▶ [Stated problem 1] In the passage on drawing by mouth, what price did Miss Hanbury get for his early drawings?
▶ [Stated problem 2] Please locate each line of the records that contains the word "grass" and copy it out. Case counts.

▶ [Source text]

○ ○ ○

Six weeks after the accident he and his wife moved to his father’s house for convenience but spent several months in total despair. He passed much of his time reading, until one day his wife brought him a biography of a young woman called Elizabeth Kinning. She was an inmate of an asylum in Liverpool who lost the use of her hands and had taught herself to draw with her mouth.
This idea excited him and he immediately began to practice, at first using a slate, then with a sheet of paper pinned to his pillow, using a pencil and watercolours.
His skill increased apace and he was encouraged by Miss Hanbury from Holfield Grange, who sold his early drawings for one shilling. After various experiments with different media he decided to concentrate on line drawings. He would first sketch with a pencil and then fill in the fine detail with Indian ink using a fine-hair pencil brush. The posture he adopted to carry out his work was by lying on his side with his head slightly raised by his pillows. A small desk, made under his own instructions, was adjusted and a paper pinned to it.

○ ○ ○

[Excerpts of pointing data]
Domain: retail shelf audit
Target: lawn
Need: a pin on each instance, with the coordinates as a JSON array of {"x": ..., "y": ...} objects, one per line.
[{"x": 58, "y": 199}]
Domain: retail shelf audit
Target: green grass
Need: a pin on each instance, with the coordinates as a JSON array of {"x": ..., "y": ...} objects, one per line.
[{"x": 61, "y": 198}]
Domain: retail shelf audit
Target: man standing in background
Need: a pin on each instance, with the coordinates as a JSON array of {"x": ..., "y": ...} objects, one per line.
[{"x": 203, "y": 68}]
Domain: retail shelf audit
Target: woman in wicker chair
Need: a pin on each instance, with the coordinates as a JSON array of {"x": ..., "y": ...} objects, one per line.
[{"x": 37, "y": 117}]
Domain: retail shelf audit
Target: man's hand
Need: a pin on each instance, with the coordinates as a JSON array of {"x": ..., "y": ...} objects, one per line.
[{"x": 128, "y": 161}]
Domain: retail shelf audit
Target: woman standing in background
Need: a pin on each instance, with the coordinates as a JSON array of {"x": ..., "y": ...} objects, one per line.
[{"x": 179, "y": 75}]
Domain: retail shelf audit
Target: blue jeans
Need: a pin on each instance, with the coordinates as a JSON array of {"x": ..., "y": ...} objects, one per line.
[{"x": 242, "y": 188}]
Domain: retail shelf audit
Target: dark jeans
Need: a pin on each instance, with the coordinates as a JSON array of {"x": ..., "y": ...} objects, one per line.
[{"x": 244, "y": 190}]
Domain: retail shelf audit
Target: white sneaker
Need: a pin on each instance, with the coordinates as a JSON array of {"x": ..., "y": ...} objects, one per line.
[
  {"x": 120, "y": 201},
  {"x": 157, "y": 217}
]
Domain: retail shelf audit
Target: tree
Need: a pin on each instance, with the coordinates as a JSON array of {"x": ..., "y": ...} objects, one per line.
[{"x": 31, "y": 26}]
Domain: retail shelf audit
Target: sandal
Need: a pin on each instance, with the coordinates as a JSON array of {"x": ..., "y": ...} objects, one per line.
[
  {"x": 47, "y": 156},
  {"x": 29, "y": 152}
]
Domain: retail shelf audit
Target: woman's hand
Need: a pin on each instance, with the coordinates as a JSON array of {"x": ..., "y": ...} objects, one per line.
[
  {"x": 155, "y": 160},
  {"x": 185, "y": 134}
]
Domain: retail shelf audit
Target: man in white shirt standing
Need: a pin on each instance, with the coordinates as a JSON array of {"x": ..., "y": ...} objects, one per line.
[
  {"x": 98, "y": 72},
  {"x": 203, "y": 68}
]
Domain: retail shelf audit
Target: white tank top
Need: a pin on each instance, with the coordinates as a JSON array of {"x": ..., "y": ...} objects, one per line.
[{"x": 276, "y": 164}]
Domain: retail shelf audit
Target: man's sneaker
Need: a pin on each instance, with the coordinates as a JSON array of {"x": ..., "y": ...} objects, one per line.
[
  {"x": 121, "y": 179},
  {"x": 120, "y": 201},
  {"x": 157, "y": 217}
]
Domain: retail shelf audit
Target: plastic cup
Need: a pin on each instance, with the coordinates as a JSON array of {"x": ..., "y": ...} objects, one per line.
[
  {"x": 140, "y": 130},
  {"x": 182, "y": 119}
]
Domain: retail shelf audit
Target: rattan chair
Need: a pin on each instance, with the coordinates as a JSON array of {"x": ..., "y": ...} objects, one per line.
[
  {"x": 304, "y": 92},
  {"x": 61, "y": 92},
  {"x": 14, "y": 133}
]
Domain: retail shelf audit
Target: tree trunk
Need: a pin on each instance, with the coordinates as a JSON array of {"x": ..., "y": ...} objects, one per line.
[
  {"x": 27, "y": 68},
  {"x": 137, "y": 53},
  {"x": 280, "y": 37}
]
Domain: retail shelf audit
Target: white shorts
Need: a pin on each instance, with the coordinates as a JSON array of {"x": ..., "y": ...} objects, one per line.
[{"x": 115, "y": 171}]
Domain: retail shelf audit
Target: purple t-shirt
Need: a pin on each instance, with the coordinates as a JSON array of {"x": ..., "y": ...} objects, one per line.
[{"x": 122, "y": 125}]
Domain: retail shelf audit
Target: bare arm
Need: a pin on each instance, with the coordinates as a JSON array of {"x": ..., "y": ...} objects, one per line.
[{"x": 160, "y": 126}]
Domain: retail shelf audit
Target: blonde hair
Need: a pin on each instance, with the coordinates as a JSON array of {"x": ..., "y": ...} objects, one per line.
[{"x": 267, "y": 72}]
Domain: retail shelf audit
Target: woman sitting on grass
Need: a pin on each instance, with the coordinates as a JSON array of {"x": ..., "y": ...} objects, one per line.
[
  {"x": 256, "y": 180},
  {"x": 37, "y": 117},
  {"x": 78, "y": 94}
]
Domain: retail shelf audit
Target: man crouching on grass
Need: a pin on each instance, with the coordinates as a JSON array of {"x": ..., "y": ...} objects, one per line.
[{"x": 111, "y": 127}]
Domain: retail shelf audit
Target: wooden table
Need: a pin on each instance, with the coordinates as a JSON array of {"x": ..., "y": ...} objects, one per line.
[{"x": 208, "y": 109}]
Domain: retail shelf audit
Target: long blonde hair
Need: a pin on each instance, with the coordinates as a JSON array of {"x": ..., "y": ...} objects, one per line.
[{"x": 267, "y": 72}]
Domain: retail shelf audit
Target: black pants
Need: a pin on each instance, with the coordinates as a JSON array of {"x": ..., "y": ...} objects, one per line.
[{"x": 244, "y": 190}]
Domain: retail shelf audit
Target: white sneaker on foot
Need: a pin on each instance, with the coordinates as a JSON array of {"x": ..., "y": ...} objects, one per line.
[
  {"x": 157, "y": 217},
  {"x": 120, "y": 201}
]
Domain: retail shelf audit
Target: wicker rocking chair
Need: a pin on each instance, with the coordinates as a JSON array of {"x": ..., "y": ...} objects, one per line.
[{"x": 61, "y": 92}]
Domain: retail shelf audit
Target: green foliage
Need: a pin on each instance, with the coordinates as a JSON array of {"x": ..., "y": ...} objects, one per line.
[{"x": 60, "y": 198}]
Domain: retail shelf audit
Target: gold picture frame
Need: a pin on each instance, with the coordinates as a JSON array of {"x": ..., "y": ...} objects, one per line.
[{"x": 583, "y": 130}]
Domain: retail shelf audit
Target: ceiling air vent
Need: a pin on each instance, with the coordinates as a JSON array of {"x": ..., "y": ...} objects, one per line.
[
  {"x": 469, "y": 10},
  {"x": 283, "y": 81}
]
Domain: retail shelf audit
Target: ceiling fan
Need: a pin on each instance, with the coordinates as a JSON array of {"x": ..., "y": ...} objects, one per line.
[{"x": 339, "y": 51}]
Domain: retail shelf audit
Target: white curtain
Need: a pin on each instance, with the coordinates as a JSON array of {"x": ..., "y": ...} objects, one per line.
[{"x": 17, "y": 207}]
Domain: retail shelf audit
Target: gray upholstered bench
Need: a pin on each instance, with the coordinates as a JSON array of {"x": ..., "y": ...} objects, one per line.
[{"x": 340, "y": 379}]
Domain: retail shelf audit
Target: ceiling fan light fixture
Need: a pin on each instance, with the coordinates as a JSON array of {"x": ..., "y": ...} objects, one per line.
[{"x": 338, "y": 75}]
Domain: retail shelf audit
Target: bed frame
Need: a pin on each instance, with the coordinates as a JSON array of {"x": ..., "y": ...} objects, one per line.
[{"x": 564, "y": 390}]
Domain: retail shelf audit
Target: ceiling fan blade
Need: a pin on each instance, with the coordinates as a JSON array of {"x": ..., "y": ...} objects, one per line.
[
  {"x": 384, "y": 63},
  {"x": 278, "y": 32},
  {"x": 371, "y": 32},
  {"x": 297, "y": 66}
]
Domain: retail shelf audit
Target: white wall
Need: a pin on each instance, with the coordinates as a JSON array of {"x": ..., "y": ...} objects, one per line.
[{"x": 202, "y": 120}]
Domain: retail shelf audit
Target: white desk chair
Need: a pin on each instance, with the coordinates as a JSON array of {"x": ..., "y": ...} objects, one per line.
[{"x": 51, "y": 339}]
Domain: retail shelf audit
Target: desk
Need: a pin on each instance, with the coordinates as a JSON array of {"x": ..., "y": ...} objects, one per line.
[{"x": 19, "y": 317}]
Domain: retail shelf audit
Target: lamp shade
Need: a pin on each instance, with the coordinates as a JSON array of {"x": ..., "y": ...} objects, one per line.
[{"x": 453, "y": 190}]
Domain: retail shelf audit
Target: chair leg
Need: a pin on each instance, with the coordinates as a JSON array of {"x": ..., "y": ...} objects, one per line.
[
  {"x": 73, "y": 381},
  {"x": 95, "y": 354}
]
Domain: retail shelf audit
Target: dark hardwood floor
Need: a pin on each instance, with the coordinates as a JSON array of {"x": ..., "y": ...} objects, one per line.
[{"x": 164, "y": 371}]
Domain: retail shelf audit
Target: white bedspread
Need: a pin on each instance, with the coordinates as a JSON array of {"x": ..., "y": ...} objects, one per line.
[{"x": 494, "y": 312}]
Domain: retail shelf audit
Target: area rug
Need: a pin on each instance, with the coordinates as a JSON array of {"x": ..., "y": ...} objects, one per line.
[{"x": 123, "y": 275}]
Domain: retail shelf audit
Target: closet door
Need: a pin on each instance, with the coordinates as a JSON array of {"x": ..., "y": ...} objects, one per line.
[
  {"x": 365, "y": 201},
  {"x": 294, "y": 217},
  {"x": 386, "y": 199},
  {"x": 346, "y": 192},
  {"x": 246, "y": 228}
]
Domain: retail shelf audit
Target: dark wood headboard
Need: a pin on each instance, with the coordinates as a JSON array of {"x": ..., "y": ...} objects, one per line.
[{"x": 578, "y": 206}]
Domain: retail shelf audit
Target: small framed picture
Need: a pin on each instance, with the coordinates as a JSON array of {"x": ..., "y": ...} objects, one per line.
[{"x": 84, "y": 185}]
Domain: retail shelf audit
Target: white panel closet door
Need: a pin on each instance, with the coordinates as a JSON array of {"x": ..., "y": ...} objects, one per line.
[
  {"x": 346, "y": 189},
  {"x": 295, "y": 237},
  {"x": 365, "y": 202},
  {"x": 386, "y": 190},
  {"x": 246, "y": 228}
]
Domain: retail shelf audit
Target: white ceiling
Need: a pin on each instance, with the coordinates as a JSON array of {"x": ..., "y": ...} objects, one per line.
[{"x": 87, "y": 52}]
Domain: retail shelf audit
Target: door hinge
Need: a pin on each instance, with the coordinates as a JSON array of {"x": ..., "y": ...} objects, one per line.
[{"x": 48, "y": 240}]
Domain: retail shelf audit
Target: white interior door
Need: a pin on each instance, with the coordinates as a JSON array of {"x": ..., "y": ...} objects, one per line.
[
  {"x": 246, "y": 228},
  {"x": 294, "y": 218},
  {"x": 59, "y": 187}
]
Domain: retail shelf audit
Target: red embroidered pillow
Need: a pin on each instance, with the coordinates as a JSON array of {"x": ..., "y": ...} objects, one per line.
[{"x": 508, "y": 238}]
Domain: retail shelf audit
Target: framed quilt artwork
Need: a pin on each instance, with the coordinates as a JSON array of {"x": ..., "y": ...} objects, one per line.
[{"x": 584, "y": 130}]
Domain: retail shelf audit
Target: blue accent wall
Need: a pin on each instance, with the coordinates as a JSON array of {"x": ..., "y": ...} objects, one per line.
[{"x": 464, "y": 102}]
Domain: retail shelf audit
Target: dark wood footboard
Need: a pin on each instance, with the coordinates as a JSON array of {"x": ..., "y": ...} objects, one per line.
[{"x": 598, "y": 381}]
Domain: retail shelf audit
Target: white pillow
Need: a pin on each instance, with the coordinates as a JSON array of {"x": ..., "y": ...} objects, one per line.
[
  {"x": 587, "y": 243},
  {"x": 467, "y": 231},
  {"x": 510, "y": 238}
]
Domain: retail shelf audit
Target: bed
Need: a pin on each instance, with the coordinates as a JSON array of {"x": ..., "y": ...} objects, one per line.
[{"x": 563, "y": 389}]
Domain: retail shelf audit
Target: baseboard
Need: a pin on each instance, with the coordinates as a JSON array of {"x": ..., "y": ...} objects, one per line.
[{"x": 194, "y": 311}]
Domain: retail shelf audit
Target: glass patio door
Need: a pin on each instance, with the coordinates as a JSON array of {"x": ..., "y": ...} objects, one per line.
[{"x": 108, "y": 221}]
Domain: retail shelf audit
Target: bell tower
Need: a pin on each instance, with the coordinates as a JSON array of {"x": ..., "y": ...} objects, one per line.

○ ○ ○

▶ [Expected output 1] One shilling.

▶ [Expected output 2]
Target: green grass
Target: woman sitting on grass
Target: man crouching on grass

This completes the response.